Things to do
• 1. Reproduce the part of the forum thread on placebos that begins with the words containing "Aug 12, 2004 at 2:08" and ends with "Is it ethical?".
• 2. In the forum thread on placebos, why do really complicated, exotic descriptions of how products work tend to get people in hi-fi audio interested?
***** Selected passage *****
Aug 12, 2004 at 10:01 AM Post #10 of 26
Of course such a 'device' would probably eventually end up in the hands of
various magazine reviewers [not to mention some well known forums....
very_evil_smiley.gif
] and find itself tested and measured and subject to all
manner of other indignities.
So it would at least need to contain a short length of silver wire or some
other magic ingredient to maintain impetus
wink.gif
evil_smiley.gif



Setmenu
 
Aug 12, 2004 at 2:08 PM Post #11 of 26
Quote:

Originally Posted by Hirsch
In many kinds of drug testing, a placebo is used as a control in tests of efficacy of a real drug. Without this, there might be no way to know if a drug worked. This is by necessity an intentional deception. Is it ethical?


Yes, placebos in "testing" are ethical. Placebos for sale for profit are not.
 
Aug 12, 2004 at 3:42 PM Post #12 of 26
Whoops -- I voted yes, because I assumed you meant medical placebos. In medicine, yes, in cases where it has a measured positive impact on the patient's health, and your goal is to remove some sort of pain or disease; in cases where all the placebo in the world won't do any good, like gangrene, it's terribly unethical to administer one. If the patient realizes a month later that he got sugar pills, there's a good chance the underlying cause of the pain has already healed itself, with the placebo's help.

In audio, a device which the creator knows to be a placebo is not ethical. I don't care what you say, you're not actually in physical pain because your highs are a little rolled off, and if the purchaser discovers it's a placebo, those highs go right back to crap.

Part of the difference seems to me that in medicine, the patient most often does not want an explanation of the chemical effects of a drug (ie, how it works), so long as they know that it does in fact work -- the doctor says "here, this will make that hip pain go away." In hi-fi audio, we're obsessed with how things work, which is why people with really complicated, exotic descriptions of how their products work ("calls upon the righteous power of Thor to fill out sub-quantum holes in your power with miniature lightning bolts") tend to get people interested.
 
Aug 12, 2004 at 5:08 PM Post #13 of 26
Quote:

Originally Posted by Megaptera
"calls upon the righteous power of Thor to fill out sub-quantum holes in your power with miniature lightning bolts"


(Reaches for wallet...) Hey, wait a minute...
blink.gif


The level of "pseudo-science" in hi-fi is probably second only to the claims made by the herbal/alternative supplement industry. I voted no, but it's a thorny issue that probably comes down to the manufacturer/vendor's intentions - honest or dishonest.
 
Aug 12, 2004 at 5:23 PM Post #14 of 26
I believe it perfectly ethical. What is the difference between "an inert device demonstrating the placebo effect" and a working product with measurable differences? Many products out there produce about the same amount of result as the placebo effect. For example, many products claim, and have been proven to reduce vibration / jitter / optical refractions / pick one. I suspect that many people would hear just about the same net "difference" as a placebo.
 
Aug 12, 2004 at 6:21 PM Post #15 of 26
Quote:

Originally Posted by TrevorNetwork
Many products out there produce about the same amount of result as the placebo effect. For example, many products claim, and have been proven to reduce vibration / jitter / optical refractions / pick one.


But if they do actually affect something, they're not a placebo. They may not be effective, practical, or even noticeable, but they do have an actual effect, and people can choose whether or not they personally find it worth spending their money on. With a placebo, the mechanism is often fictional or outright impossible, and the only effect is imaginary -- this might seem like an uninmportant difference, since it's all about how it sounds to the listener anyway, but I think "amount of impact on sound quality" is a seperate issue from "ethics of selling it". A consumer should be able to trust that a product will generally perform consistently with its reputation and its tested results. Placebos have no basis for consistency, and by definition there cannot be a warning saying "this device is a placebo".
***** Supplied information *****
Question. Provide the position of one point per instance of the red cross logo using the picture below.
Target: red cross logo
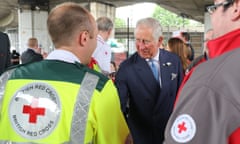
(181, 127)
(33, 110)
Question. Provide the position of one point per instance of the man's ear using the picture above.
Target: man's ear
(83, 38)
(236, 10)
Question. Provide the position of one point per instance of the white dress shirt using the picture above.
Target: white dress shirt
(63, 55)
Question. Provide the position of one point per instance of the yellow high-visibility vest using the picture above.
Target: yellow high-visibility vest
(41, 109)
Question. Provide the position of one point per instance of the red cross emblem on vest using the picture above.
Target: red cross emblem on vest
(33, 110)
(181, 127)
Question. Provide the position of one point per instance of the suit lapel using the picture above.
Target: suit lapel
(144, 73)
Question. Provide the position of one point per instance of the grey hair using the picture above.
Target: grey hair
(104, 24)
(151, 23)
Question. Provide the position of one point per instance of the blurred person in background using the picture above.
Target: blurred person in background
(5, 55)
(33, 53)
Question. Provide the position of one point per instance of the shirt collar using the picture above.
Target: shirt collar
(63, 55)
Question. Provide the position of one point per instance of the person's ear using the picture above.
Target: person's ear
(236, 10)
(83, 38)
*****
Answers to the exercises
• 1.
Aug 12, 2004 at 2:08 PM Post #11 of 26
Quote:

Originally Posted by Hirsch
In many kinds of drug testing, a placebo is used as a control in tests of efficacy of a real drug. Without this, there might be no way to know if a drug worked. This is by necessity an intentional deception. Is it ethical?

• 2. In hi-fi audio, people are obsessed with how things work. In medicine, by contrast, patients usually don't want an explanation of a drug's chemical effects as long as they know it works.